• Selection:
↓↓↓

Martin Sweeney (Ravelin): “We need to go deeper into the buying process to understand better about what’s happening “[Podcast]

martin sweeney podcast

Today we bring you our first podcast!
We take you behind the scenes of e-commerce, with an interview with the founder of Ravelin: Martin Sweeney.
With him, we talked about fraud detection and prevention: challenges and trends. Discover his vision of the market in this new podcast format that we´ve inaugurated in ECN.

Transcript of podcast:
Freddie: So hello everyone. Here we are one new podcast this week today with we’re with Martin Sweeney. He is the CEO of Ravelin. Hi Martin. How are you doing?.
Martin: Hello. Hello. Yes very well thank you.
Freddie: So, today we’ve last week it was merchants payments ecosystem where I think we. We were both present. That’s right isn’t.
Martin: It´s right. It was great. Did enjoy it.
Freddie: It Was a great event where we had a lovely time. Many  new information many new really interesting keynotes from all of the speakers. And yet a bit the idea for today is to talk a bit more where you can introduce to our community a bit more an on Ravelin and talk about PSPs, fraud detection, prevention, future of payments, just take some good time. Having a nice chat. So just to give a quick some quick facts Ravelin went through your funding round series B September 2018 and Martin’s gonna be able to quickly introduce us to the company as to say, so you Martin in your hands.

↑↑↑

• Dataset section:
↓↓↓

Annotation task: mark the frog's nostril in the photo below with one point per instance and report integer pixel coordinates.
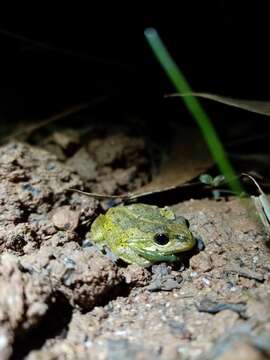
(161, 239)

↑↑↑

• Task list:
[1] Answer these questions from the Ravelin podcast page, one per line:
(a) Which company did Martin Sweeney found?
(b) What did Freddie and Martin both attend the week before the podcast?
(c) In what month and year did Ravelin go through its Series B funding round?
[2] Print the part of the Ravelin podcast page that begins at the words "With him, we" and stops after "inaugurated in ECN.".
[3] Carry on the Ravelin podcast transcript from its last sentence.

• Answer list:
[1]
(a) Ravelin
(b) Merchants payments ecosystem
(c) September 2018

[2]
With him, we talked about fraud detection and prevention: challenges and trends. Discover his vision of the market in this new podcast format that we´ve inaugurated in ECN.

[3]
Martin: Thanks very much. So Ravelin is a fraud detection and prevention company that works primarily with merchants and payment gateways in e-commerce. So we are we are actors who defend merchants from bad actors and who optimize to accept as many real customers and many payments as possible. So really we started this company which is about four and a half years ago now because we used to be merchants we used to understand the frustrations of fast-growing companies spending lots of money on marketing striving for optimizing conversion and then to be frustrated at the last mile because either there was a fraudster who cost us lots of money or we were not making good decisions about which customers should be allowed through. And we were making mistakes and turning away real customers. So the whole ethos of this company is based around we should be allowing as many real people and a few fake people or fraudsters as possible to use the system or service and generally we think that should be something that merchants don’t have to worry about too much and that should be outsourced to a company like ours who can help make really educated decisions about the risk of each customer so that we can help you grow your business as fast as possible whilst minimizing the downsides of fraud which is, unfortunately, an ever-present danger with shopping online. So most merchants have they use a payment gateway and that payment gateway or PSP will probably offer some level of fraud detection sort of out of the box.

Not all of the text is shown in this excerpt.